I've recently downloaded Libby and Hoopla, and have been burning through my book backlog at a pretty wild pace. I'm typically a slow reader, easily distracted, so it helps a lot to have someone reading an an unwavering pace. I also feel like the tone of the reader helps convey information that you have to otherwise color in yourself, sometimes after a statement has been uttered.

Pretty good! I’m glad I read it. Here's my review of the book.

I did not necessarily enjoy reading this book but I’m happy I ate my vegetables with this one because there was a whole lot about the origins of many staple American foods, grains, greens, meats, and so on that I didn’t know the first thing about.

I started reading it because a friend had recommended it when I asked about books that talk about the act of cooking itself - like of preparing, cooking, and presenting the food as a “creative” act, in the moment of making it into a meal - and it is absolutely not about that at all, so, I had to sort of give up on that expectation early and let the story take me where it wanted.

It is largely about how soul food, southern cooking, black cooking, all cannot possibly be separated from the history of slavery and forced labor on which the nation was built, and it’s real interesting seeing the origins of a lot of dishes we consider traditionally American. Things like how French cooking would be taught to enslaved chefs so they could cook those things for the plantation owner, and how those cooks would then pass on that knowledge through their family, adding French affects to the unique meats, greens, grains, and beans of America.

→ **DIRECTIVE**: According to the post, why did the writer start reading the book? The listing that comes after this isn't needed.

→ **MATERIAL SUPPLIED**:
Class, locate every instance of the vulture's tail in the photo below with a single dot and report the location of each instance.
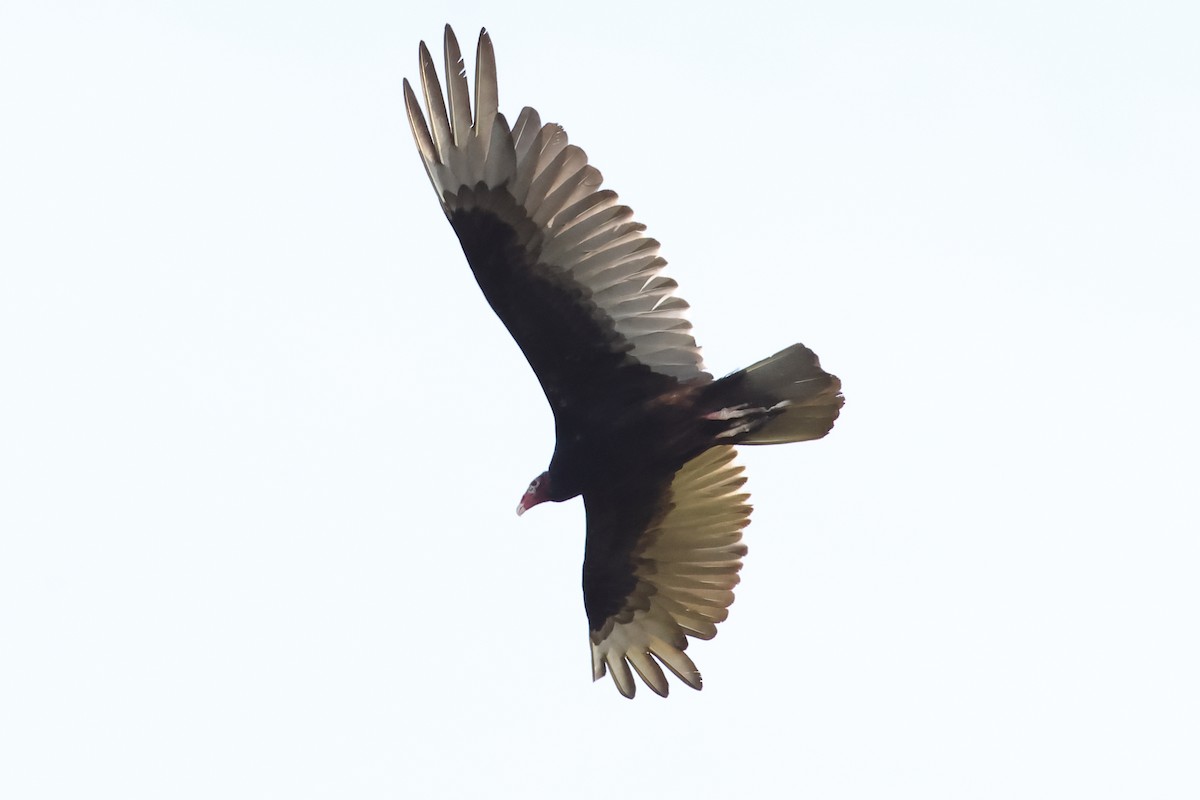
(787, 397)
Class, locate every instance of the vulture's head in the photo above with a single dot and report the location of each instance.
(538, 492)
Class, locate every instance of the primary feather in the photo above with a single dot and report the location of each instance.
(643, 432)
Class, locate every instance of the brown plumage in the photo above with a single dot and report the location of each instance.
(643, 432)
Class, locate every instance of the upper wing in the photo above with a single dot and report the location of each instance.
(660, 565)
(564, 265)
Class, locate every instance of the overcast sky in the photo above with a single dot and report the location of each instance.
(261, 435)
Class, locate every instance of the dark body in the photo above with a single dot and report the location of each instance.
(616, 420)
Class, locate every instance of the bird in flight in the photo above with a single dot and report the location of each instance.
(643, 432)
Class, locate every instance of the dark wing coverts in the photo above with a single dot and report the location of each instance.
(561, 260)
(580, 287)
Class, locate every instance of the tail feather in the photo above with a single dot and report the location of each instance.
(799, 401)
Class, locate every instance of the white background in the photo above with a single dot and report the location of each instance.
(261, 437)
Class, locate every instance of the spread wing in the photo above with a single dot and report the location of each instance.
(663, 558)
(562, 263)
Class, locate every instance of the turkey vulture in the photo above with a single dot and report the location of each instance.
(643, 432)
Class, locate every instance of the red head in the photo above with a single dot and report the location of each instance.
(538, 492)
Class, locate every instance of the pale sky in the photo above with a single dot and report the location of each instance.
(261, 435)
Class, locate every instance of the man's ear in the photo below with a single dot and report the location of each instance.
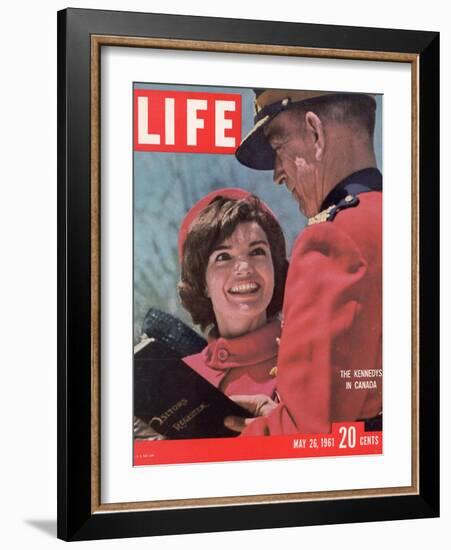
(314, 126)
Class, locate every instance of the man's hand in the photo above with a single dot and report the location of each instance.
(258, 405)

→ **SOLUTION TO THE PROBLEM**: A friend recommended it when the writer asked for books about the act of cooking itself.